Problem to solve: Please copy out every line below that contains the word "black".

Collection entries
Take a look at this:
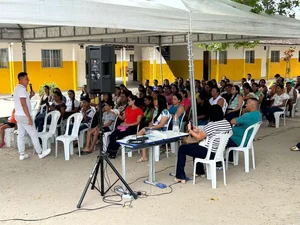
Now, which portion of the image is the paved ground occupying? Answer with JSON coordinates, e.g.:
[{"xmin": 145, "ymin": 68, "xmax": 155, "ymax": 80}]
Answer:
[{"xmin": 0, "ymin": 117, "xmax": 300, "ymax": 225}]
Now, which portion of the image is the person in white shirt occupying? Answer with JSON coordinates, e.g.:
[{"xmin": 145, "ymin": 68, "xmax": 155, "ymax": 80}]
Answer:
[
  {"xmin": 262, "ymin": 84, "xmax": 290, "ymax": 127},
  {"xmin": 13, "ymin": 72, "xmax": 51, "ymax": 160}
]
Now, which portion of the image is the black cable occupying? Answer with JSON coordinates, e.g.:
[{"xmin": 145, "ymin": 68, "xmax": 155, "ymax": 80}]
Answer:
[
  {"xmin": 0, "ymin": 204, "xmax": 118, "ymax": 222},
  {"xmin": 0, "ymin": 160, "xmax": 192, "ymax": 222}
]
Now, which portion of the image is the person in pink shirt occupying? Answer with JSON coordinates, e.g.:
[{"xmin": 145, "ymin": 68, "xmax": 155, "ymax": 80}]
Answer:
[
  {"xmin": 163, "ymin": 85, "xmax": 173, "ymax": 105},
  {"xmin": 179, "ymin": 90, "xmax": 192, "ymax": 119}
]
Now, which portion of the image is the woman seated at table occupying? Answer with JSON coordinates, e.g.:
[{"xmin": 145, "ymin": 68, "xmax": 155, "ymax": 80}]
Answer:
[
  {"xmin": 81, "ymin": 101, "xmax": 116, "ymax": 155},
  {"xmin": 107, "ymin": 95, "xmax": 144, "ymax": 159},
  {"xmin": 52, "ymin": 87, "xmax": 67, "ymax": 103},
  {"xmin": 179, "ymin": 90, "xmax": 192, "ymax": 119},
  {"xmin": 196, "ymin": 92, "xmax": 211, "ymax": 126},
  {"xmin": 169, "ymin": 93, "xmax": 184, "ymax": 130},
  {"xmin": 137, "ymin": 95, "xmax": 170, "ymax": 163},
  {"xmin": 34, "ymin": 91, "xmax": 66, "ymax": 132},
  {"xmin": 175, "ymin": 105, "xmax": 231, "ymax": 183},
  {"xmin": 139, "ymin": 96, "xmax": 154, "ymax": 130},
  {"xmin": 39, "ymin": 85, "xmax": 52, "ymax": 113},
  {"xmin": 209, "ymin": 86, "xmax": 228, "ymax": 114},
  {"xmin": 64, "ymin": 90, "xmax": 80, "ymax": 119},
  {"xmin": 225, "ymin": 85, "xmax": 244, "ymax": 122}
]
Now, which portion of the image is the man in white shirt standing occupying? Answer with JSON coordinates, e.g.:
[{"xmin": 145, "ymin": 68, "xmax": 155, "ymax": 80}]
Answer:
[{"xmin": 14, "ymin": 72, "xmax": 51, "ymax": 160}]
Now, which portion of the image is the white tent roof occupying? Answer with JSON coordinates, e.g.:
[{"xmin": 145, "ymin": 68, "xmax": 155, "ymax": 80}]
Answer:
[{"xmin": 0, "ymin": 0, "xmax": 300, "ymax": 38}]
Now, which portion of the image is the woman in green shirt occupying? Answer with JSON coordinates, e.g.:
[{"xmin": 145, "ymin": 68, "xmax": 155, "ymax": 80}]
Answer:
[{"xmin": 140, "ymin": 95, "xmax": 154, "ymax": 130}]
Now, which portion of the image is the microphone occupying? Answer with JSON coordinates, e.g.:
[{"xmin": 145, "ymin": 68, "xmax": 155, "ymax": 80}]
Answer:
[{"xmin": 29, "ymin": 83, "xmax": 33, "ymax": 92}]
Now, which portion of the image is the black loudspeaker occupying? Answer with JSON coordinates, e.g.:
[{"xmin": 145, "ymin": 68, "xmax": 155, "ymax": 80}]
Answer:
[{"xmin": 86, "ymin": 45, "xmax": 116, "ymax": 93}]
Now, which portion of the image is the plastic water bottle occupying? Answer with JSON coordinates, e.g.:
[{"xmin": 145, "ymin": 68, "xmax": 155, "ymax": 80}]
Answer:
[{"xmin": 173, "ymin": 114, "xmax": 179, "ymax": 133}]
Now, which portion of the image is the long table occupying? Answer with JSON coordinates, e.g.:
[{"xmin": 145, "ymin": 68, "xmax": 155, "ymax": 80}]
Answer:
[{"xmin": 117, "ymin": 131, "xmax": 188, "ymax": 188}]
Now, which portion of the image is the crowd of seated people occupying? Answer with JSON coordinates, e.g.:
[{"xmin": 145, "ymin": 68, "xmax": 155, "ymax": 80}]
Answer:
[{"xmin": 25, "ymin": 71, "xmax": 300, "ymax": 162}]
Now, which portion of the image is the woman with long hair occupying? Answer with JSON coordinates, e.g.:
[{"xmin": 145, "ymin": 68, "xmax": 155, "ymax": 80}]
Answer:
[
  {"xmin": 137, "ymin": 95, "xmax": 170, "ymax": 163},
  {"xmin": 80, "ymin": 84, "xmax": 89, "ymax": 99},
  {"xmin": 209, "ymin": 86, "xmax": 227, "ymax": 114},
  {"xmin": 113, "ymin": 87, "xmax": 121, "ymax": 105},
  {"xmin": 225, "ymin": 85, "xmax": 243, "ymax": 122},
  {"xmin": 169, "ymin": 93, "xmax": 184, "ymax": 126},
  {"xmin": 196, "ymin": 92, "xmax": 211, "ymax": 126},
  {"xmin": 252, "ymin": 82, "xmax": 264, "ymax": 106},
  {"xmin": 40, "ymin": 85, "xmax": 52, "ymax": 108},
  {"xmin": 107, "ymin": 95, "xmax": 144, "ymax": 159},
  {"xmin": 179, "ymin": 90, "xmax": 192, "ymax": 116},
  {"xmin": 140, "ymin": 96, "xmax": 154, "ymax": 129},
  {"xmin": 34, "ymin": 91, "xmax": 66, "ymax": 132},
  {"xmin": 175, "ymin": 105, "xmax": 231, "ymax": 183},
  {"xmin": 151, "ymin": 91, "xmax": 160, "ymax": 108},
  {"xmin": 243, "ymin": 83, "xmax": 258, "ymax": 102},
  {"xmin": 64, "ymin": 90, "xmax": 80, "ymax": 119}
]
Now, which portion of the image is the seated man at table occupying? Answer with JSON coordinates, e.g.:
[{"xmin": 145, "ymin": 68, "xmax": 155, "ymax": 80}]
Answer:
[
  {"xmin": 175, "ymin": 104, "xmax": 231, "ymax": 183},
  {"xmin": 226, "ymin": 98, "xmax": 262, "ymax": 162},
  {"xmin": 137, "ymin": 95, "xmax": 171, "ymax": 163}
]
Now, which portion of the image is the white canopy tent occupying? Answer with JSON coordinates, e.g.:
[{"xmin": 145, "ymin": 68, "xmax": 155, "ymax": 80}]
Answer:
[
  {"xmin": 0, "ymin": 0, "xmax": 300, "ymax": 38},
  {"xmin": 0, "ymin": 0, "xmax": 300, "ymax": 124}
]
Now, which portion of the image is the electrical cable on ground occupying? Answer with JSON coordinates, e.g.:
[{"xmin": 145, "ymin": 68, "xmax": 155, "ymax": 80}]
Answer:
[
  {"xmin": 4, "ymin": 122, "xmax": 300, "ymax": 222},
  {"xmin": 0, "ymin": 160, "xmax": 183, "ymax": 222}
]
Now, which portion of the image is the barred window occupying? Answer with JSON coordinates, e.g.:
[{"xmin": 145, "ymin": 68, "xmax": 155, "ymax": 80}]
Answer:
[
  {"xmin": 0, "ymin": 48, "xmax": 8, "ymax": 68},
  {"xmin": 129, "ymin": 54, "xmax": 134, "ymax": 62},
  {"xmin": 246, "ymin": 50, "xmax": 255, "ymax": 64},
  {"xmin": 271, "ymin": 51, "xmax": 280, "ymax": 62},
  {"xmin": 42, "ymin": 49, "xmax": 62, "ymax": 68},
  {"xmin": 219, "ymin": 51, "xmax": 227, "ymax": 64}
]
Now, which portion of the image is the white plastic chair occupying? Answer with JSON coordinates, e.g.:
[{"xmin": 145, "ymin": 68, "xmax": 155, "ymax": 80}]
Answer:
[
  {"xmin": 193, "ymin": 131, "xmax": 232, "ymax": 189},
  {"xmin": 30, "ymin": 100, "xmax": 38, "ymax": 110},
  {"xmin": 38, "ymin": 110, "xmax": 60, "ymax": 149},
  {"xmin": 239, "ymin": 101, "xmax": 245, "ymax": 116},
  {"xmin": 12, "ymin": 108, "xmax": 38, "ymax": 148},
  {"xmin": 291, "ymin": 98, "xmax": 299, "ymax": 117},
  {"xmin": 274, "ymin": 100, "xmax": 288, "ymax": 128},
  {"xmin": 4, "ymin": 128, "xmax": 15, "ymax": 148},
  {"xmin": 55, "ymin": 113, "xmax": 83, "ymax": 160},
  {"xmin": 226, "ymin": 122, "xmax": 261, "ymax": 173}
]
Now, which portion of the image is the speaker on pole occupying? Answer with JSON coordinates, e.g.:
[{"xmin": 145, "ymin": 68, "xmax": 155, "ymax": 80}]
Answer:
[{"xmin": 86, "ymin": 45, "xmax": 116, "ymax": 93}]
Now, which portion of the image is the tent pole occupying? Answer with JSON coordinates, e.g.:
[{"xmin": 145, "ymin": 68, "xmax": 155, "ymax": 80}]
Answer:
[
  {"xmin": 159, "ymin": 36, "xmax": 164, "ymax": 83},
  {"xmin": 187, "ymin": 13, "xmax": 198, "ymax": 126},
  {"xmin": 122, "ymin": 46, "xmax": 127, "ymax": 86}
]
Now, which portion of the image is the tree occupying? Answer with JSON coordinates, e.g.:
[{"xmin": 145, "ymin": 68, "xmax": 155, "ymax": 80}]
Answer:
[
  {"xmin": 199, "ymin": 0, "xmax": 300, "ymax": 52},
  {"xmin": 232, "ymin": 0, "xmax": 300, "ymax": 18}
]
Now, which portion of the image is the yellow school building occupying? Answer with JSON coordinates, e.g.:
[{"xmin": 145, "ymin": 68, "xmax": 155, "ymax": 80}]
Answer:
[{"xmin": 0, "ymin": 43, "xmax": 300, "ymax": 94}]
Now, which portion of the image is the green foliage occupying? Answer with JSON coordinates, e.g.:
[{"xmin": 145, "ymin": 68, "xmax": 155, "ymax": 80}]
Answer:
[
  {"xmin": 232, "ymin": 0, "xmax": 300, "ymax": 18},
  {"xmin": 233, "ymin": 41, "xmax": 259, "ymax": 49},
  {"xmin": 39, "ymin": 83, "xmax": 58, "ymax": 96}
]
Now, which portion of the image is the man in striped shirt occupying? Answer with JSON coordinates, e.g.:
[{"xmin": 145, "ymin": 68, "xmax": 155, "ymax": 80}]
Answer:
[{"xmin": 227, "ymin": 98, "xmax": 262, "ymax": 162}]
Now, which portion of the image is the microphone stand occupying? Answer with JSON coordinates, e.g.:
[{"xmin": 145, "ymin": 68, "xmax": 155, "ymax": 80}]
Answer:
[{"xmin": 77, "ymin": 92, "xmax": 137, "ymax": 208}]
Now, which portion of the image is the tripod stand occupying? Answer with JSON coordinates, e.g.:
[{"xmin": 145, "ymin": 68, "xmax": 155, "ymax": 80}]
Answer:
[{"xmin": 77, "ymin": 93, "xmax": 137, "ymax": 208}]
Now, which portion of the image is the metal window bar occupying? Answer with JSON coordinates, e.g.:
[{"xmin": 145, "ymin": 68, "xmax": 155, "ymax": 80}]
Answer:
[
  {"xmin": 42, "ymin": 49, "xmax": 62, "ymax": 68},
  {"xmin": 0, "ymin": 48, "xmax": 8, "ymax": 68}
]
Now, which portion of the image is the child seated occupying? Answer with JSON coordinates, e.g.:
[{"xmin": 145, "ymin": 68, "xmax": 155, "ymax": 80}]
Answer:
[
  {"xmin": 0, "ymin": 109, "xmax": 17, "ymax": 148},
  {"xmin": 81, "ymin": 101, "xmax": 116, "ymax": 155}
]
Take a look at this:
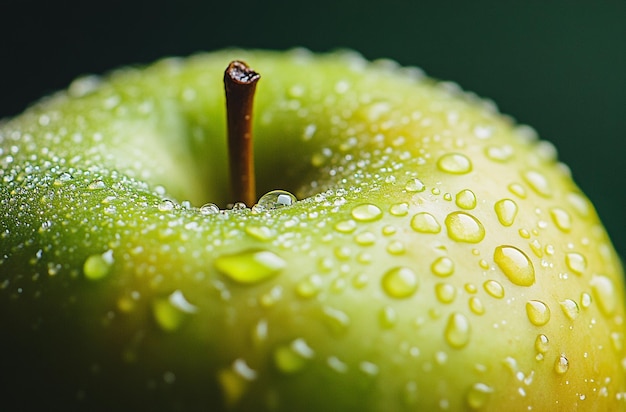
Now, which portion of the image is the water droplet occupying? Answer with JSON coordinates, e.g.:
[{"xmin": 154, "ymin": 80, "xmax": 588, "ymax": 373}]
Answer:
[
  {"xmin": 381, "ymin": 267, "xmax": 418, "ymax": 299},
  {"xmin": 554, "ymin": 354, "xmax": 569, "ymax": 375},
  {"xmin": 437, "ymin": 153, "xmax": 472, "ymax": 174},
  {"xmin": 522, "ymin": 170, "xmax": 552, "ymax": 197},
  {"xmin": 494, "ymin": 199, "xmax": 517, "ymax": 227},
  {"xmin": 493, "ymin": 246, "xmax": 535, "ymax": 286},
  {"xmin": 411, "ymin": 212, "xmax": 441, "ymax": 233},
  {"xmin": 526, "ymin": 300, "xmax": 550, "ymax": 326},
  {"xmin": 214, "ymin": 250, "xmax": 286, "ymax": 284},
  {"xmin": 152, "ymin": 290, "xmax": 198, "ymax": 332},
  {"xmin": 456, "ymin": 189, "xmax": 476, "ymax": 210},
  {"xmin": 483, "ymin": 280, "xmax": 504, "ymax": 299},
  {"xmin": 430, "ymin": 256, "xmax": 454, "ymax": 277},
  {"xmin": 200, "ymin": 203, "xmax": 220, "ymax": 215},
  {"xmin": 446, "ymin": 212, "xmax": 485, "ymax": 243},
  {"xmin": 589, "ymin": 275, "xmax": 618, "ymax": 316},
  {"xmin": 257, "ymin": 190, "xmax": 298, "ymax": 210},
  {"xmin": 435, "ymin": 283, "xmax": 456, "ymax": 303},
  {"xmin": 559, "ymin": 299, "xmax": 580, "ymax": 320},
  {"xmin": 351, "ymin": 203, "xmax": 383, "ymax": 222},
  {"xmin": 274, "ymin": 339, "xmax": 315, "ymax": 375},
  {"xmin": 466, "ymin": 383, "xmax": 493, "ymax": 410},
  {"xmin": 389, "ymin": 202, "xmax": 409, "ymax": 217},
  {"xmin": 83, "ymin": 250, "xmax": 114, "ymax": 280},
  {"xmin": 444, "ymin": 312, "xmax": 471, "ymax": 349},
  {"xmin": 404, "ymin": 178, "xmax": 426, "ymax": 192},
  {"xmin": 550, "ymin": 207, "xmax": 572, "ymax": 233},
  {"xmin": 565, "ymin": 252, "xmax": 587, "ymax": 276},
  {"xmin": 535, "ymin": 334, "xmax": 550, "ymax": 353}
]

Answer for the task:
Now, which portion of the image is the black cable occupying? Answer with JSON coordinates, e.g.:
Now, which portion of the image is the black loudspeaker occupying? Answer with JSON coordinates, e.g.:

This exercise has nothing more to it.